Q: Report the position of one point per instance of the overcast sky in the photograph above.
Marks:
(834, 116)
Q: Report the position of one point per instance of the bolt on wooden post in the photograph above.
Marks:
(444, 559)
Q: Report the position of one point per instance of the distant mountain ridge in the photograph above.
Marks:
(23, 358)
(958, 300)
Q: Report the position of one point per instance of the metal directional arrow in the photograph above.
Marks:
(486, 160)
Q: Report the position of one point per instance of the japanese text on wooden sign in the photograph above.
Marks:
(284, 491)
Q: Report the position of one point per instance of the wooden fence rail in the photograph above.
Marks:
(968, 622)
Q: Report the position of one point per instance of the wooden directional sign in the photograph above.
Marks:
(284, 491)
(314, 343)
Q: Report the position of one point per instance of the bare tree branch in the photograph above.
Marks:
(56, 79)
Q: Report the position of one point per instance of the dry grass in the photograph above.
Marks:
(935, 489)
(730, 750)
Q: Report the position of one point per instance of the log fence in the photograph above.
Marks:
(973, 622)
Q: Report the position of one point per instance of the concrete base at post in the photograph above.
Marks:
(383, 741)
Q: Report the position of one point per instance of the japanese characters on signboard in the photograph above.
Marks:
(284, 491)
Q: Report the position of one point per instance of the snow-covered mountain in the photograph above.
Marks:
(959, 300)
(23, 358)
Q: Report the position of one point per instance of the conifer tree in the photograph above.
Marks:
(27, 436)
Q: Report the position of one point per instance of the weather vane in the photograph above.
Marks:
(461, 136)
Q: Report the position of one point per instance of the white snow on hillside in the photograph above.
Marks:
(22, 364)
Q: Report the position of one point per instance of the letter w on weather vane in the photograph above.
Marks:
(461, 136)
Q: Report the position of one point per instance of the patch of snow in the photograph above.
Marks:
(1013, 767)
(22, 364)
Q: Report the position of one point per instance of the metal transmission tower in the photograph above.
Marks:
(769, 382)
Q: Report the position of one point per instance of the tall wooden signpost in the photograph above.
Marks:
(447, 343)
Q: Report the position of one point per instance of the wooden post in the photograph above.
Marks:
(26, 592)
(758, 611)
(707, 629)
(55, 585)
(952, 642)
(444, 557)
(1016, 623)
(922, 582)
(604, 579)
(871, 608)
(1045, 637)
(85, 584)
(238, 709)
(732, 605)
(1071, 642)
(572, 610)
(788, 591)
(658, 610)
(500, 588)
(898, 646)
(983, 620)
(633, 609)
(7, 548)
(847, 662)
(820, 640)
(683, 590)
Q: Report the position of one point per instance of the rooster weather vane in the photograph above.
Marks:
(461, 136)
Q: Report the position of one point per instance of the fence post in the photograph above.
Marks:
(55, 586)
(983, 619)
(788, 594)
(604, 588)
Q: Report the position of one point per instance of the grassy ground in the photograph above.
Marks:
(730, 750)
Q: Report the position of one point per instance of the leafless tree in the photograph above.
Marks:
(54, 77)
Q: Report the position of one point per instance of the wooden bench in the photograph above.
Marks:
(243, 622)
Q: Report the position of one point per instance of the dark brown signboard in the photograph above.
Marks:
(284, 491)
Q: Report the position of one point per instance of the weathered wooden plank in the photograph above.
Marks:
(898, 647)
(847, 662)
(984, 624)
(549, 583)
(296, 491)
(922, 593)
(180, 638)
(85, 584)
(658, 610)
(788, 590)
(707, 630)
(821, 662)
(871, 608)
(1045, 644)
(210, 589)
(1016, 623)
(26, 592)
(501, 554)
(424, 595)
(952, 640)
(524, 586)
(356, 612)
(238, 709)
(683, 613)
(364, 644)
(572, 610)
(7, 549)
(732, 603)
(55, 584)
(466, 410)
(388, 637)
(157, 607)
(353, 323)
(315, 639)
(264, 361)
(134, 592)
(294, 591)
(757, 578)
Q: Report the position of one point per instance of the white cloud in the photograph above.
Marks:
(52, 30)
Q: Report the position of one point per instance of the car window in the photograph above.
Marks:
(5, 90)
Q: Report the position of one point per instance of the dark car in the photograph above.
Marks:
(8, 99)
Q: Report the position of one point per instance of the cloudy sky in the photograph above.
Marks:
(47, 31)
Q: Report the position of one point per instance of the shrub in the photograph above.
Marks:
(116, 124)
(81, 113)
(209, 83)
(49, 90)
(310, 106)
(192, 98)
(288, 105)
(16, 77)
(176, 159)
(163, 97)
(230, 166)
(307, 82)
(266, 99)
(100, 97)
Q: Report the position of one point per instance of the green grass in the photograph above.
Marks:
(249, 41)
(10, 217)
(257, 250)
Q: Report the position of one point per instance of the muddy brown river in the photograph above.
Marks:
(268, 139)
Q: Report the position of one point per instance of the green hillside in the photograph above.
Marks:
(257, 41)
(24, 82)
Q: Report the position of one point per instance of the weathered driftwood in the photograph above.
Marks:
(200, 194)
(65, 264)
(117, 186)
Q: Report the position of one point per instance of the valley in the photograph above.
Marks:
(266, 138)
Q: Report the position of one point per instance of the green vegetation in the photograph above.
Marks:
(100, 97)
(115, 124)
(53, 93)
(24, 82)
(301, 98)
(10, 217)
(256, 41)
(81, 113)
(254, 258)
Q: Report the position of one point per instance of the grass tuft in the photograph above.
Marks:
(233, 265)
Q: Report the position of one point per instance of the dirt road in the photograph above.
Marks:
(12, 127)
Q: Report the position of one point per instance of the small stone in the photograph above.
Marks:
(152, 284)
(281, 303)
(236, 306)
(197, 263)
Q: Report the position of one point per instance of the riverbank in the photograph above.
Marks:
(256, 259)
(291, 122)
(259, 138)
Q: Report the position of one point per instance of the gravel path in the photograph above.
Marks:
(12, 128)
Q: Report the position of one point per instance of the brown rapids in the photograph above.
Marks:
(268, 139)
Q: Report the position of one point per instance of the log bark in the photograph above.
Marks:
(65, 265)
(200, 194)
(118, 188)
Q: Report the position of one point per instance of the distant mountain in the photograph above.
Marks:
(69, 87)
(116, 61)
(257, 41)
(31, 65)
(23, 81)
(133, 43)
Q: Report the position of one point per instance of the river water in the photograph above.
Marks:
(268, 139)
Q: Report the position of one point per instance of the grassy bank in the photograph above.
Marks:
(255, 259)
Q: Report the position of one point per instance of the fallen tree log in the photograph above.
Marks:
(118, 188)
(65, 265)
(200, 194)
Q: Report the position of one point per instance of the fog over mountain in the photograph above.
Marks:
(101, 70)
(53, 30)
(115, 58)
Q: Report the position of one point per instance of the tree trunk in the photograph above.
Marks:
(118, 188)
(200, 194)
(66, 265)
##############################
§ **Exercise prompt**: Exactly how many lines of the data above hold the word "green"? The number is the whole answer.

§ **Answer to the problem**: 3